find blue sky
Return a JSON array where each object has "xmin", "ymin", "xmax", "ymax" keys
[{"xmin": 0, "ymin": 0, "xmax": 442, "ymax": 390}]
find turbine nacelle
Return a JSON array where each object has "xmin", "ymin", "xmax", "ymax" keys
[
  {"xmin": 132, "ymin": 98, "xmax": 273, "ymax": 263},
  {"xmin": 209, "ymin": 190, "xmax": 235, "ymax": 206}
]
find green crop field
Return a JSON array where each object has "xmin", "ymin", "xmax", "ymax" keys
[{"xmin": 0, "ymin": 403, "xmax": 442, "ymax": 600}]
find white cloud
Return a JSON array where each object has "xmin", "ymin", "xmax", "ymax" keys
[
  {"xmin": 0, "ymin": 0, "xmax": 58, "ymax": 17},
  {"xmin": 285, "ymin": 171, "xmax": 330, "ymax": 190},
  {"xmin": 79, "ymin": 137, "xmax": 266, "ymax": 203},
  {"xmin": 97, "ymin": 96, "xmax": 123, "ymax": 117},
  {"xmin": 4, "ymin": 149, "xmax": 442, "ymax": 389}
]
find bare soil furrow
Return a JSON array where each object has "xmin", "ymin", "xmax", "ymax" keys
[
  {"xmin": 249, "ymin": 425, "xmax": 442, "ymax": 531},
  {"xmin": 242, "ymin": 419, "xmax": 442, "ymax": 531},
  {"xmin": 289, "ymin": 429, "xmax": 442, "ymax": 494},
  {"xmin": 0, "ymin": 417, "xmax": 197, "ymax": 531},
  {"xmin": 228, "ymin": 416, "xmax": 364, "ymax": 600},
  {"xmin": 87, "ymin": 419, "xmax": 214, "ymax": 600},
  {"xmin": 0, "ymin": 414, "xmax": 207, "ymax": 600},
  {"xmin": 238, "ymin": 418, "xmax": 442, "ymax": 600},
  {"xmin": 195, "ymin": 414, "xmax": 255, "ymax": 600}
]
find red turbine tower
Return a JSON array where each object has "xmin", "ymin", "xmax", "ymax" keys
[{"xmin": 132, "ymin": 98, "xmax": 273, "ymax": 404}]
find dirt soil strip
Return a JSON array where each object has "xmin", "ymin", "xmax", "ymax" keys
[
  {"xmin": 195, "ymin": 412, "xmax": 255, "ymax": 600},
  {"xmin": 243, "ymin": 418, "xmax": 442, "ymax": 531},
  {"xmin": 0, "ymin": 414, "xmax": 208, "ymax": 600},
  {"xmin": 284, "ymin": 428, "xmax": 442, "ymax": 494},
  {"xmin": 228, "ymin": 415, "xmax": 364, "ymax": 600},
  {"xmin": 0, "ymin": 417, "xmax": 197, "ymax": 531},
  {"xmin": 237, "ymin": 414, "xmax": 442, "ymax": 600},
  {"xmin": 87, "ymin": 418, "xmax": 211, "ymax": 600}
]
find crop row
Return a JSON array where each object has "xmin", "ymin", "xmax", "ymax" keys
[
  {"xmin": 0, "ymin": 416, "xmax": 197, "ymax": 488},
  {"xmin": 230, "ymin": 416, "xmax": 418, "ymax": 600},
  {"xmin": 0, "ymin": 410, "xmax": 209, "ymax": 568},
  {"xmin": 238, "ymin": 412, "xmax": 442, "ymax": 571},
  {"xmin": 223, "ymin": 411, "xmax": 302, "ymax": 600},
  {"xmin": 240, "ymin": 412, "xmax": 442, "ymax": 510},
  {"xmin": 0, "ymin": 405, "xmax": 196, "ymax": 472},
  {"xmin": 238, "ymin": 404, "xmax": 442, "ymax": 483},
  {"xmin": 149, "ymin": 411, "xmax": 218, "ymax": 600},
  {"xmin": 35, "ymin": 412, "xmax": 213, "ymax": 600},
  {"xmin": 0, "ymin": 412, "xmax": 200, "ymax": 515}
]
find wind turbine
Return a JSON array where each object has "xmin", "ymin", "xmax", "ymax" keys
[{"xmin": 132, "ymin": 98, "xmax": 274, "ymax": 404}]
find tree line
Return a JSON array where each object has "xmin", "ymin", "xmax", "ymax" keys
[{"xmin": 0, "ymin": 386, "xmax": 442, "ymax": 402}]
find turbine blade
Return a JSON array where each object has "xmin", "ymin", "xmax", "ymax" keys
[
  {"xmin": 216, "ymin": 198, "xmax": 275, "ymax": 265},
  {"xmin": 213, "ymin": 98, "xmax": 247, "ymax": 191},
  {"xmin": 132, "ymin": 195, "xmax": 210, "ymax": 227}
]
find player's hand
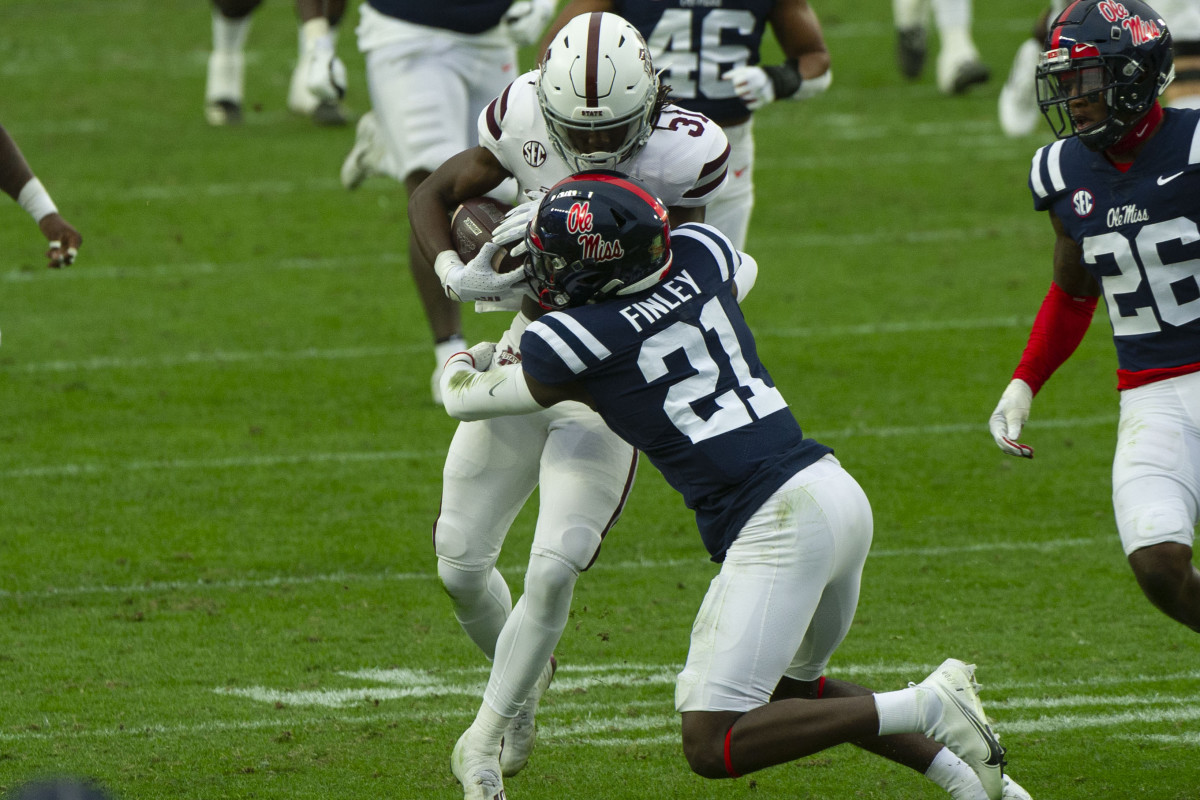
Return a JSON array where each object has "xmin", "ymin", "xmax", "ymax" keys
[
  {"xmin": 721, "ymin": 67, "xmax": 775, "ymax": 112},
  {"xmin": 988, "ymin": 378, "xmax": 1033, "ymax": 458},
  {"xmin": 502, "ymin": 0, "xmax": 554, "ymax": 47},
  {"xmin": 433, "ymin": 242, "xmax": 524, "ymax": 302},
  {"xmin": 492, "ymin": 198, "xmax": 541, "ymax": 258},
  {"xmin": 37, "ymin": 212, "xmax": 83, "ymax": 270}
]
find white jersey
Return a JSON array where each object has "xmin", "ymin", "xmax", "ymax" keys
[{"xmin": 479, "ymin": 70, "xmax": 730, "ymax": 207}]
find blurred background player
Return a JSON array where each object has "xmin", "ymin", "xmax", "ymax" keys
[
  {"xmin": 998, "ymin": 0, "xmax": 1200, "ymax": 137},
  {"xmin": 204, "ymin": 0, "xmax": 346, "ymax": 125},
  {"xmin": 341, "ymin": 0, "xmax": 554, "ymax": 403},
  {"xmin": 408, "ymin": 13, "xmax": 730, "ymax": 800},
  {"xmin": 544, "ymin": 0, "xmax": 833, "ymax": 248},
  {"xmin": 0, "ymin": 125, "xmax": 83, "ymax": 267},
  {"xmin": 892, "ymin": 0, "xmax": 991, "ymax": 95},
  {"xmin": 989, "ymin": 0, "xmax": 1200, "ymax": 631}
]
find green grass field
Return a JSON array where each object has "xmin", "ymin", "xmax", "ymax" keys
[{"xmin": 0, "ymin": 0, "xmax": 1200, "ymax": 800}]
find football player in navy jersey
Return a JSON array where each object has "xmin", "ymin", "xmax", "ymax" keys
[
  {"xmin": 544, "ymin": 0, "xmax": 833, "ymax": 249},
  {"xmin": 0, "ymin": 125, "xmax": 83, "ymax": 269},
  {"xmin": 990, "ymin": 0, "xmax": 1200, "ymax": 631},
  {"xmin": 442, "ymin": 170, "xmax": 1030, "ymax": 800}
]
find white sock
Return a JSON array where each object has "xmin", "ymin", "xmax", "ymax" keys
[
  {"xmin": 892, "ymin": 0, "xmax": 929, "ymax": 29},
  {"xmin": 874, "ymin": 686, "xmax": 942, "ymax": 736},
  {"xmin": 925, "ymin": 747, "xmax": 988, "ymax": 800},
  {"xmin": 433, "ymin": 333, "xmax": 467, "ymax": 367},
  {"xmin": 470, "ymin": 703, "xmax": 509, "ymax": 753},
  {"xmin": 212, "ymin": 8, "xmax": 252, "ymax": 53}
]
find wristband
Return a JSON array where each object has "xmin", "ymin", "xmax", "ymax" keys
[
  {"xmin": 433, "ymin": 249, "xmax": 466, "ymax": 288},
  {"xmin": 17, "ymin": 178, "xmax": 59, "ymax": 222}
]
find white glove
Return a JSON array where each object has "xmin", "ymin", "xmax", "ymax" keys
[
  {"xmin": 433, "ymin": 242, "xmax": 524, "ymax": 302},
  {"xmin": 500, "ymin": 0, "xmax": 554, "ymax": 47},
  {"xmin": 988, "ymin": 378, "xmax": 1033, "ymax": 458},
  {"xmin": 721, "ymin": 67, "xmax": 775, "ymax": 112},
  {"xmin": 492, "ymin": 198, "xmax": 541, "ymax": 258}
]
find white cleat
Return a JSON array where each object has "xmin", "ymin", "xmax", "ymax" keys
[
  {"xmin": 450, "ymin": 728, "xmax": 505, "ymax": 800},
  {"xmin": 1001, "ymin": 775, "xmax": 1033, "ymax": 800},
  {"xmin": 917, "ymin": 658, "xmax": 1004, "ymax": 800},
  {"xmin": 997, "ymin": 38, "xmax": 1042, "ymax": 138},
  {"xmin": 500, "ymin": 656, "xmax": 558, "ymax": 777},
  {"xmin": 341, "ymin": 112, "xmax": 388, "ymax": 190}
]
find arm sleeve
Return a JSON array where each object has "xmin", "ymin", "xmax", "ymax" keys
[
  {"xmin": 1013, "ymin": 283, "xmax": 1097, "ymax": 395},
  {"xmin": 442, "ymin": 354, "xmax": 542, "ymax": 422}
]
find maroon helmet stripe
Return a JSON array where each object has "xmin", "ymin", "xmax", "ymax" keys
[{"xmin": 583, "ymin": 11, "xmax": 604, "ymax": 108}]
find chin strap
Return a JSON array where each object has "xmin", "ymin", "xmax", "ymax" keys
[{"xmin": 1106, "ymin": 100, "xmax": 1163, "ymax": 156}]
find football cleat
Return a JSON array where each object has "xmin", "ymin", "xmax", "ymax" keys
[
  {"xmin": 500, "ymin": 656, "xmax": 558, "ymax": 777},
  {"xmin": 204, "ymin": 100, "xmax": 241, "ymax": 126},
  {"xmin": 1002, "ymin": 775, "xmax": 1033, "ymax": 800},
  {"xmin": 450, "ymin": 728, "xmax": 504, "ymax": 800},
  {"xmin": 896, "ymin": 25, "xmax": 929, "ymax": 80},
  {"xmin": 917, "ymin": 658, "xmax": 1004, "ymax": 800},
  {"xmin": 341, "ymin": 112, "xmax": 388, "ymax": 190}
]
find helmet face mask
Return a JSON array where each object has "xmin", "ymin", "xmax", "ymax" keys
[
  {"xmin": 538, "ymin": 13, "xmax": 661, "ymax": 172},
  {"xmin": 1037, "ymin": 0, "xmax": 1175, "ymax": 150},
  {"xmin": 526, "ymin": 170, "xmax": 671, "ymax": 309}
]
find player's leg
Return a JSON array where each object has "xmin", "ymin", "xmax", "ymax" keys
[
  {"xmin": 892, "ymin": 0, "xmax": 929, "ymax": 80},
  {"xmin": 451, "ymin": 403, "xmax": 637, "ymax": 787},
  {"xmin": 288, "ymin": 0, "xmax": 347, "ymax": 125},
  {"xmin": 433, "ymin": 416, "xmax": 542, "ymax": 658},
  {"xmin": 204, "ymin": 0, "xmax": 262, "ymax": 125},
  {"xmin": 704, "ymin": 119, "xmax": 754, "ymax": 251},
  {"xmin": 932, "ymin": 0, "xmax": 991, "ymax": 95},
  {"xmin": 1112, "ymin": 373, "xmax": 1200, "ymax": 631}
]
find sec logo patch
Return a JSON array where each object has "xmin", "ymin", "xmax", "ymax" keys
[{"xmin": 1070, "ymin": 188, "xmax": 1096, "ymax": 217}]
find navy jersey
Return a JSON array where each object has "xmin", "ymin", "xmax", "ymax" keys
[
  {"xmin": 612, "ymin": 0, "xmax": 775, "ymax": 125},
  {"xmin": 521, "ymin": 223, "xmax": 832, "ymax": 561},
  {"xmin": 367, "ymin": 0, "xmax": 512, "ymax": 34},
  {"xmin": 1030, "ymin": 108, "xmax": 1200, "ymax": 372}
]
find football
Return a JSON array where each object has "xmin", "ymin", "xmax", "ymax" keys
[{"xmin": 450, "ymin": 197, "xmax": 524, "ymax": 273}]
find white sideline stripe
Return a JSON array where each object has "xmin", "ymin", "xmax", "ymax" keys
[
  {"xmin": 0, "ymin": 536, "xmax": 1104, "ymax": 599},
  {"xmin": 0, "ymin": 252, "xmax": 408, "ymax": 283},
  {"xmin": 0, "ymin": 317, "xmax": 1033, "ymax": 373}
]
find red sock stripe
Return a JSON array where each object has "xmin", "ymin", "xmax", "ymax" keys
[{"xmin": 725, "ymin": 726, "xmax": 742, "ymax": 777}]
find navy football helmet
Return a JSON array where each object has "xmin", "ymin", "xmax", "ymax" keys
[
  {"xmin": 526, "ymin": 170, "xmax": 671, "ymax": 309},
  {"xmin": 1037, "ymin": 0, "xmax": 1175, "ymax": 150}
]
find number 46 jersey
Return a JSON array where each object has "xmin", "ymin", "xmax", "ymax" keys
[
  {"xmin": 521, "ymin": 223, "xmax": 832, "ymax": 561},
  {"xmin": 1030, "ymin": 108, "xmax": 1200, "ymax": 381}
]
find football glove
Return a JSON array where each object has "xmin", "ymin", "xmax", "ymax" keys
[
  {"xmin": 722, "ymin": 67, "xmax": 775, "ymax": 112},
  {"xmin": 492, "ymin": 198, "xmax": 541, "ymax": 258},
  {"xmin": 433, "ymin": 242, "xmax": 524, "ymax": 302},
  {"xmin": 988, "ymin": 378, "xmax": 1033, "ymax": 458},
  {"xmin": 502, "ymin": 0, "xmax": 554, "ymax": 47}
]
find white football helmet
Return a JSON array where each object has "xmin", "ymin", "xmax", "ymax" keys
[{"xmin": 538, "ymin": 12, "xmax": 661, "ymax": 172}]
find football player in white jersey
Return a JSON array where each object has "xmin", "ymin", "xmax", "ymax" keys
[
  {"xmin": 545, "ymin": 0, "xmax": 833, "ymax": 249},
  {"xmin": 0, "ymin": 125, "xmax": 83, "ymax": 269},
  {"xmin": 442, "ymin": 170, "xmax": 1030, "ymax": 800},
  {"xmin": 409, "ymin": 13, "xmax": 728, "ymax": 800}
]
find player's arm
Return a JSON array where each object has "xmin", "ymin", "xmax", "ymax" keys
[
  {"xmin": 408, "ymin": 145, "xmax": 522, "ymax": 302},
  {"xmin": 442, "ymin": 343, "xmax": 592, "ymax": 421},
  {"xmin": 538, "ymin": 0, "xmax": 617, "ymax": 64},
  {"xmin": 0, "ymin": 125, "xmax": 83, "ymax": 267},
  {"xmin": 988, "ymin": 211, "xmax": 1100, "ymax": 458},
  {"xmin": 724, "ymin": 0, "xmax": 833, "ymax": 110}
]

##############################

Instructions to follow |
Update the listing from the line with "find football player in white jersey" through the end of the listing by changing "jersey" to "shirt". Give only those lines, with nothing else altered.

Complete answer |
find football player in white shirt
Return a JSON array where each object has "xmin", "ymin", "xmax", "ymax" keys
[
  {"xmin": 545, "ymin": 0, "xmax": 833, "ymax": 249},
  {"xmin": 0, "ymin": 125, "xmax": 83, "ymax": 269},
  {"xmin": 442, "ymin": 170, "xmax": 1030, "ymax": 800},
  {"xmin": 409, "ymin": 13, "xmax": 728, "ymax": 800}
]
find player's arm
Return a JSON array where each object has "xmin", "ymin", "xmax", "ymax" keys
[
  {"xmin": 408, "ymin": 145, "xmax": 522, "ymax": 302},
  {"xmin": 442, "ymin": 343, "xmax": 592, "ymax": 421},
  {"xmin": 538, "ymin": 0, "xmax": 617, "ymax": 64},
  {"xmin": 0, "ymin": 125, "xmax": 83, "ymax": 267},
  {"xmin": 988, "ymin": 211, "xmax": 1100, "ymax": 458},
  {"xmin": 724, "ymin": 0, "xmax": 833, "ymax": 110}
]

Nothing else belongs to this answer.